Goal of the exercise:
What comes back must be the data itself, retyped exactly.

Point localization data
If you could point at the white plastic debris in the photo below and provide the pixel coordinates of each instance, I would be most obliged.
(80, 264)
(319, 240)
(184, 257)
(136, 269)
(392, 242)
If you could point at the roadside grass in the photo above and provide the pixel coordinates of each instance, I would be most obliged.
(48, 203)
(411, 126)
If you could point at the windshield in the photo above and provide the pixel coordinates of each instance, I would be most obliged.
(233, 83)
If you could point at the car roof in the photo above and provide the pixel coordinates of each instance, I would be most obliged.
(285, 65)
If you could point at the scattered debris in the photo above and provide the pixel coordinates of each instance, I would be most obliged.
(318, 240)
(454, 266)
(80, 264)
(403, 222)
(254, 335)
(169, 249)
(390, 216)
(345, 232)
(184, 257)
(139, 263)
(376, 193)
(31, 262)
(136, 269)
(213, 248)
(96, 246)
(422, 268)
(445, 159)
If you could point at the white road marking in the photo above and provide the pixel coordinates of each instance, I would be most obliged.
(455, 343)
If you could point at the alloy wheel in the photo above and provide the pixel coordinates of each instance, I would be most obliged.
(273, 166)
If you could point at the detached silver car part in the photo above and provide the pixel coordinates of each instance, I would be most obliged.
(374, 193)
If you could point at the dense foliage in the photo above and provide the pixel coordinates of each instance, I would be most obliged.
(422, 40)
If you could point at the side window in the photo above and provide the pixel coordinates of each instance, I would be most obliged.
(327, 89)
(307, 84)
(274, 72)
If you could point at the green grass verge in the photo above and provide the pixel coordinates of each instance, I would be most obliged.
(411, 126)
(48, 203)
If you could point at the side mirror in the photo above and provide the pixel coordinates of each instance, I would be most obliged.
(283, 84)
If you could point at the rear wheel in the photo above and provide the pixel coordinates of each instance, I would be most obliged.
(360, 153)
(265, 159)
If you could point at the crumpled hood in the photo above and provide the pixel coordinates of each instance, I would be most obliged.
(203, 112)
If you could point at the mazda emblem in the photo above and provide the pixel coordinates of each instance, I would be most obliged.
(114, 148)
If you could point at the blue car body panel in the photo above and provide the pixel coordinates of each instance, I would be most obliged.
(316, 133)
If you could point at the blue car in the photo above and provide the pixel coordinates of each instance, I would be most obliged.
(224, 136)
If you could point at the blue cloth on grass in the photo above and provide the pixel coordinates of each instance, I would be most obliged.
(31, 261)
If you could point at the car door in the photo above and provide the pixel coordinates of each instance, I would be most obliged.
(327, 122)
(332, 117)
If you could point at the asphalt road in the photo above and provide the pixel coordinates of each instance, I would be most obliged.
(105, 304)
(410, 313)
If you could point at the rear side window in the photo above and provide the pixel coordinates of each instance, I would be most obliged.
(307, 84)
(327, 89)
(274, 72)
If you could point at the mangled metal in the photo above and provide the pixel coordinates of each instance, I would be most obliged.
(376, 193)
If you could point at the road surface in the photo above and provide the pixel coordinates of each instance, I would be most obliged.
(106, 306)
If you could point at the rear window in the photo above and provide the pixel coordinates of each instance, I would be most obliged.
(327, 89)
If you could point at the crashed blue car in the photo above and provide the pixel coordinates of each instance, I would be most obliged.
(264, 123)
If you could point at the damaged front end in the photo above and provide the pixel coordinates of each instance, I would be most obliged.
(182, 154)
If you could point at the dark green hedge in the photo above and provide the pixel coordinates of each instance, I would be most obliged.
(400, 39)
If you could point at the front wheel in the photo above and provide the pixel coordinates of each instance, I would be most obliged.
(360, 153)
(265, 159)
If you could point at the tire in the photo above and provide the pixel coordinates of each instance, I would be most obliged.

Output for this exercise:
If you could point at the white plastic debris in the photo below and provide the pixel coordinates of each instance, I would be most obliged.
(80, 264)
(319, 240)
(184, 257)
(136, 269)
(392, 242)
If you could point at the roadside grass in the photo above and provide the pixel coordinates of each instance, I would be most obliged.
(48, 203)
(411, 126)
If you could point at the windshield in the photo above and provide the pixel coordinates of each instance, I would be most obliged.
(233, 83)
If you could point at the car roof in the photo above and provide the pixel coordinates of each instance, I would be most obliged.
(285, 65)
If you could point at the scattered debris in the photo above and provide the pixel coordinates of each instance, I would be most obliged.
(318, 240)
(454, 266)
(80, 264)
(403, 222)
(254, 335)
(169, 249)
(390, 216)
(345, 232)
(184, 257)
(139, 263)
(376, 193)
(31, 262)
(136, 269)
(213, 248)
(96, 246)
(422, 268)
(445, 159)
If you could point at the white road marking in the photo above and provide the pixel coordinates of each instance, I would be most obliged.
(455, 343)
If you could point at the alloy wheel in the photo above and provide the pixel coordinates of each instance, I would be most obliged.
(273, 166)
If you could point at the detached silver car part in the photo above and provide the pixel coordinates of each instance, I would be most obliged.
(374, 193)
If you could point at the dense foliage in the photo above and provide the pixel coordinates of each instance, I would be most obliged.
(422, 40)
If you could point at the side window in the photo above and provide the pixel coordinates of each instance, I would be most obliged.
(327, 89)
(307, 84)
(274, 72)
If you could point at the green grass verge in the photo above and provide the pixel coordinates of each instance, I would be most obliged.
(411, 126)
(48, 203)
If you could point at the side mirror in the photo above and provide the pixel coordinates of each instance, I would be most obliged.
(283, 84)
If you could point at the rear wheel in the photo above and provide the pixel coordinates of each instance, I would be most obliged.
(360, 153)
(265, 159)
If you could point at the crumpled hood in the photo above and provide the pixel coordinates of each instance, I would be most obliged.
(203, 112)
If you could point at the mazda emblem in the photo above and provide the pixel coordinates of each instance, I would be most obliged.
(114, 148)
If you could point at the blue car body panel in the photo above and provide the pixel coordinates of each instance, I would be most obliged.
(316, 133)
If you could point at the blue car in the photo above and provide the pixel coordinates of each instance, I would be most obliged.
(224, 136)
If you could point at the blue cloth on grass in the photo above and provide the pixel coordinates of each instance, I would be most obliged.
(31, 261)
If you could point at the car door in the photo above and provide the pixel coordinates of each instance, I would be most obliged.
(327, 122)
(332, 117)
If you could point at the asphalt road in the photo above and provide the pixel coordinates of each instance, I would be most obliged.
(105, 304)
(410, 313)
If you could point at the rear side window in the photo above and provide the pixel coordinates of each instance, I would be most obliged.
(307, 84)
(327, 89)
(274, 72)
If you could point at the mangled metal in the photo above and provide the pixel coordinates of each instance, I would be most obliged.
(376, 193)
If you could point at the road surface in the photo above and provide the pixel coordinates of each instance, I would be most obliged.
(106, 306)
If you could point at the rear window in the photo above and provide the pixel coordinates of each instance, I would be most obliged.
(327, 89)
If you could point at the crashed blue car in the photo above and provide the pixel coordinates of each instance, I would be most obliged.
(264, 123)
If you could point at the damaged front end in the photo above and provide the pixel coordinates of each instance, I would be most obliged.
(182, 154)
If you could point at the dark green hedge in the photo above and provide the pixel coordinates of each instance, I would be most obliged.
(400, 39)
If you could point at the front wheel in the photo above and provide the pixel coordinates of each instance, I would be most obliged.
(360, 153)
(265, 159)
If you could point at the tire in the photo above and provide the pixel coordinates of each instance, I would be most obliged.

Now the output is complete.